## TRECHO DA PÁGINA
------------------------------------------------

Jornalismo hegemônico e os limites da crítica ao bolsonarismo

Publicado originalmente em ObjETHOS por Clarissa Peixoto. Para acessar, clique aqui.

O jornalismo está em crise. A afirmação é paradoxal. Embora haja um declínio do modelo hegemônico do negócio jornalístico, com raízes nas mudanças sociais e econômicas do nosso tempo, há também uma premência por uma práxis jornalística que nos socorra da avalanche das notícias falsas.

Precisamos do jornalismo para que debates públicos importantes venham à tona. É por meio dele que temos acesso a informações com alguma confiabilidade e reflexões sobre a crise sanitária, propositalmente estimulada pelo Governo Bolsonaro (sem partido), que beira a casa dos 500 mil mortos.

No entanto, é sempre difícil definir a fronteira do “bom jornalismo”. A honestidade intelectual e ideológica é um bom começo quando transparece o seu ponto de partida, não como um lugar estático ou inflexível, mas à luz da confrontação de ideias com o objetivo de produzir conhecimento. Ouvir as partes é importante, mas sem deixar de contrastá-las com aquilo que já comprovamos, sinalizando as contradições ou as incompletudes de cada discurso.

A imprensa tradicional tem se posicionado de forma contundente contra Bolsonaro. Contraditoriamente, entre os velhos veículos de jornalismo, as manifestações organizadas por movimentos sociais e partidos de esquerda, em 29 de maio, foram manchete apenas na Folha de S. Paulo

Na defensiva, O Globo e Estadão, embora critiquem a postura de Bolsonaro, preferiram realizar uma cobertura comedida, sem ênfase condizente com a proporção dos protestos. Essa prática se intensificou no telejornalismo. De acordo com a análise realizada pela jornalista e pesquisadora Eliara Santana sobre a cobertura dos protestos, publicada pela Repórter Brasil, houve uma “deliberada estratégia de silenciamento”, com veículos conferindo pouca relevância diante da magnitude do fato.

Os velhos veículos de jornalismo confundem a sociedade

Ao atacar jornalistas e veículos jornalísticos, Bolsonaro obriga a imprensa hegemônica a um posicionamento de oposição ao governo. A violência contra os direitos humanos e ao meio ambiente também tem mobilizado a imprensa nesse sentido. No entanto, a discussão impulsionada pelo jornalismo tradicional, na TV e nos impressos, demonstra distanciamento daquilo que, de fato, estrutura a política bolsonarista.

------------------------------------------------

## MATERIAL EXTRAÍDO

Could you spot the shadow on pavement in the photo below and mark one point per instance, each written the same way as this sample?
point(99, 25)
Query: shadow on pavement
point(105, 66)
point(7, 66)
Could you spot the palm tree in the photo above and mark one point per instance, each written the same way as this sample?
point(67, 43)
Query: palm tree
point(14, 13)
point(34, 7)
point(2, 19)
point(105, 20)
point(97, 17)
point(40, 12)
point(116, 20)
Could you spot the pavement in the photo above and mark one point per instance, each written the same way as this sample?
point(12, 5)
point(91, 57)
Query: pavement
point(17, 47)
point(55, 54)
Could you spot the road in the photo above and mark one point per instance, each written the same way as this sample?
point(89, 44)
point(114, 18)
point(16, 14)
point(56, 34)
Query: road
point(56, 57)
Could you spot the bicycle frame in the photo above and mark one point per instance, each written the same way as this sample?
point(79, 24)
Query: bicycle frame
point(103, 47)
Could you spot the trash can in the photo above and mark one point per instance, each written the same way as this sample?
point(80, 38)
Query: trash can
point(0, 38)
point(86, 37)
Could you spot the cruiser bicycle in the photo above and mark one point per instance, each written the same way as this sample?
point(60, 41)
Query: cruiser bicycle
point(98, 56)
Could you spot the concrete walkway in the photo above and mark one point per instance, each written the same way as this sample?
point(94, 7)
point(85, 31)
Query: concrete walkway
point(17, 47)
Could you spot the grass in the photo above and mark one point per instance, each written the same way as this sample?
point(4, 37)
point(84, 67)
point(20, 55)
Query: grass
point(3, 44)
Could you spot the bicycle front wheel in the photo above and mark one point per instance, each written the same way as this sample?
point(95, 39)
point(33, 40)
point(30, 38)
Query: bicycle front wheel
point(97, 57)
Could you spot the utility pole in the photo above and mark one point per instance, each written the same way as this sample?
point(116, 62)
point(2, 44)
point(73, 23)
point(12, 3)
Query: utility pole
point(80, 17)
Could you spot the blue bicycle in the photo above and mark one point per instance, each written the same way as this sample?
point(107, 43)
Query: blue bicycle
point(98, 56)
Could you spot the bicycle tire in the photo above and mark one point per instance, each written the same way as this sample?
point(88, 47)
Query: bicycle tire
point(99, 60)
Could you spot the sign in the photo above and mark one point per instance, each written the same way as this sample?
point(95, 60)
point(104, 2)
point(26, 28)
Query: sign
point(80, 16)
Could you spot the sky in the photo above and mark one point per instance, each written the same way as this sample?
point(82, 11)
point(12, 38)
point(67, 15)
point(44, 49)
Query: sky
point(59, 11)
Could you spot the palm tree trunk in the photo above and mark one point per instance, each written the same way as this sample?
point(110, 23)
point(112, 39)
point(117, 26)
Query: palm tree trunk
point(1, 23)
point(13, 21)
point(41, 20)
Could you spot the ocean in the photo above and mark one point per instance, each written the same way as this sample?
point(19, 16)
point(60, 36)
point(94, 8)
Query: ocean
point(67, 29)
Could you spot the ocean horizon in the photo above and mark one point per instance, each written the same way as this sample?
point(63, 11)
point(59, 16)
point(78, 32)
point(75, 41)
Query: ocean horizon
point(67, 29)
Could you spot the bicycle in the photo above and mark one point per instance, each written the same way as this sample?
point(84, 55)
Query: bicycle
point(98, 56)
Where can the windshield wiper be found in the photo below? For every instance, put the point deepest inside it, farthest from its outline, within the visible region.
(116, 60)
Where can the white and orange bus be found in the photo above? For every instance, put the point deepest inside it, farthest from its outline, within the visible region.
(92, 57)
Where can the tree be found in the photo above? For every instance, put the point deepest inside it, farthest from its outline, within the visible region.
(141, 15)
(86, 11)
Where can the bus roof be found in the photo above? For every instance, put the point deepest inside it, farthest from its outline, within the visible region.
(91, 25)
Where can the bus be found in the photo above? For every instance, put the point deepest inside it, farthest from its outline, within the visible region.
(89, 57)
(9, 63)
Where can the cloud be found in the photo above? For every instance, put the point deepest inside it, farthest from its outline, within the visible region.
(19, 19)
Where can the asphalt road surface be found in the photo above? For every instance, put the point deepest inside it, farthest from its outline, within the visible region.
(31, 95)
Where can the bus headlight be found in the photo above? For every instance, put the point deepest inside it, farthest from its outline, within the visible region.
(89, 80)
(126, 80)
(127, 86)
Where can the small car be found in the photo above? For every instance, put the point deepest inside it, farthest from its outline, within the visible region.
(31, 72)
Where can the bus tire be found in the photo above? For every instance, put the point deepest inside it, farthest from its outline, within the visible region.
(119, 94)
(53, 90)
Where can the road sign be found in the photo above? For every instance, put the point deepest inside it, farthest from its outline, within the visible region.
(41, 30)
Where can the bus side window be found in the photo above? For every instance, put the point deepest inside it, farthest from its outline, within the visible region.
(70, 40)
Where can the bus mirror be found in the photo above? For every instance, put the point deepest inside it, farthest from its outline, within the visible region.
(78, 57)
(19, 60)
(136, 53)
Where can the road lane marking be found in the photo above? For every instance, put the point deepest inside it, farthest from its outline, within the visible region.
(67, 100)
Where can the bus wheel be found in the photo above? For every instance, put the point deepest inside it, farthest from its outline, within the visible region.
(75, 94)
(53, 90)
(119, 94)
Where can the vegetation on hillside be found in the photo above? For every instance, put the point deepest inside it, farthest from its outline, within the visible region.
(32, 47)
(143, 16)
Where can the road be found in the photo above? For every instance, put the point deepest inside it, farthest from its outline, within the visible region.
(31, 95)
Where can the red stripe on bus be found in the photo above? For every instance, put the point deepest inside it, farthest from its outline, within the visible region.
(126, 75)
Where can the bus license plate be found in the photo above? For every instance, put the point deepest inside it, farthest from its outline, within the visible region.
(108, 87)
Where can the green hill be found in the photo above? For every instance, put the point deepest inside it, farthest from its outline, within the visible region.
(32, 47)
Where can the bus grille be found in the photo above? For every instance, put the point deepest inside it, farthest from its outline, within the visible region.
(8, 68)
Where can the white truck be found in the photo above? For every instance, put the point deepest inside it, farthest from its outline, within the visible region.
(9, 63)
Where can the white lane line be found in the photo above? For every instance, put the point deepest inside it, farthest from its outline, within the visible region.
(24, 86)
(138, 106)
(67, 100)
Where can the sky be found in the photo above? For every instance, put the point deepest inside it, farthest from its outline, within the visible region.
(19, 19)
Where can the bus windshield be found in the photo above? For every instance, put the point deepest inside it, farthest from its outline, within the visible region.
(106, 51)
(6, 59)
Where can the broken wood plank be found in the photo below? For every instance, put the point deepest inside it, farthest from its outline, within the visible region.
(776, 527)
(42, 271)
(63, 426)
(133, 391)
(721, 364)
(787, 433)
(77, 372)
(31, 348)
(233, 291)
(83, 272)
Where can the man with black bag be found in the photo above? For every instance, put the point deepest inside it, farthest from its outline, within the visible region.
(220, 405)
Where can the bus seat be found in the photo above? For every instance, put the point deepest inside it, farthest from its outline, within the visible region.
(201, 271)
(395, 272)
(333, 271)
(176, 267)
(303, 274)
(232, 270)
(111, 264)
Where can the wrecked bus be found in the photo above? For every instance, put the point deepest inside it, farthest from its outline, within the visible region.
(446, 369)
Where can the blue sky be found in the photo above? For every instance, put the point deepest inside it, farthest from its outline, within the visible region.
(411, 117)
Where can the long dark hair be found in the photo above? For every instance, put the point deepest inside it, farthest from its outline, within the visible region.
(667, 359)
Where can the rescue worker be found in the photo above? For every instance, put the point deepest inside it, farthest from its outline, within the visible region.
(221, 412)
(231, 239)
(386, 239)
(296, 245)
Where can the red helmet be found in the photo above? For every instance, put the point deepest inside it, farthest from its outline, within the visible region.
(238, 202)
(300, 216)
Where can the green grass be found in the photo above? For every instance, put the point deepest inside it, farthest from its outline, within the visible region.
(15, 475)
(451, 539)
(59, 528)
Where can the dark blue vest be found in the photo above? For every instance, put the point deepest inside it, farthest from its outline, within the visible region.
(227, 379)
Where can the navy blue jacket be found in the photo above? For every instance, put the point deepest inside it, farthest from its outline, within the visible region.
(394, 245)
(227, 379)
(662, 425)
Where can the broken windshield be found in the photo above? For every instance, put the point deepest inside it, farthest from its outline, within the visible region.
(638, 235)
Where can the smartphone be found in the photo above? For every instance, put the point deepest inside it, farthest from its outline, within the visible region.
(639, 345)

------------------------------------------------

## LISTA DE EXERCÍCIOS
• a. No trecho sobre jornalismo e bolsonarismo, quem fez a análise da cobertura dos protestos publicada pela Repórter Brasil?
• b. Prossiga o texto sobre jornalismo e bolsonarismo a partir da última frase mostrada.

## RESPOSTAS NUMERADAS
• a. A jornalista e pesquisadora Eliara Santana.

• b.
O discurso liberal da grande mídia confunde. Trata de questões mobilizadoras de forma superficial – por exemplo, aborda situações de machismo ou racismo de forma fragmentada, sem observar a profunda relação desses temas com as desigualdades de classe. Não sugere soluções, como políticas e investimentos públicos que transformem a lacuna social entre mulheres e homens, negros e brancos ou ricos e pobres.

Silencia e até defende a agenda ultraliberal do governo Bolsonaro que reforça a privatização de serviços públicos, o corte de recursos em áreas essenciais, o aprofundamento da precarização dos direitos trabalhistas e o desmonte do serviço público – via o projeto de “reforma administrativa”, em tramitação no Congresso Nacional. Todas questões estruturantes que determinam o fracasso no enfrentamento às consequências da pandemia. Enfim, a grande mídia resume-se ao denuncismo disfarçado de compromisso com o interesse público.

No caso das manifestações do 29M, o silenciamento da imprensa hegemônica demonstrou os limites ideológicos de suas linhas editoriais. Não que isso seja uma novidade, mas é sempre importante lembrar que há uma ideologia escondida na pretensa objetividade e imparcialidade.

Novos protestos

O ato do 29M deu um passo além da ação simbólica pelo Fora Bolsonaro e por melhores condições de vida da população. Foi uma ação de risco, justificada pelo cenário desolador em que o governo é o responsável pelo agravamento dos efeitos da pandemia.

Os movimentos sociais convocam novo protesto para o dia 19 de junho em todo o país. As centrais sindicais também organizam ações nos locais de trabalho e nos terminais de transporte para o 18 de junho.

Considerando a cobertura do último protesto, podemos contar apenas com a imprensa alternativa para reportar o 19J. Em que pese seu limite de produção e circulação, a esperança é que esse conjunto de iniciativas possa nos dar uma cobertura jornalística mais diversificada do que aquela apresentada pelos velhos veículos de jornalismo.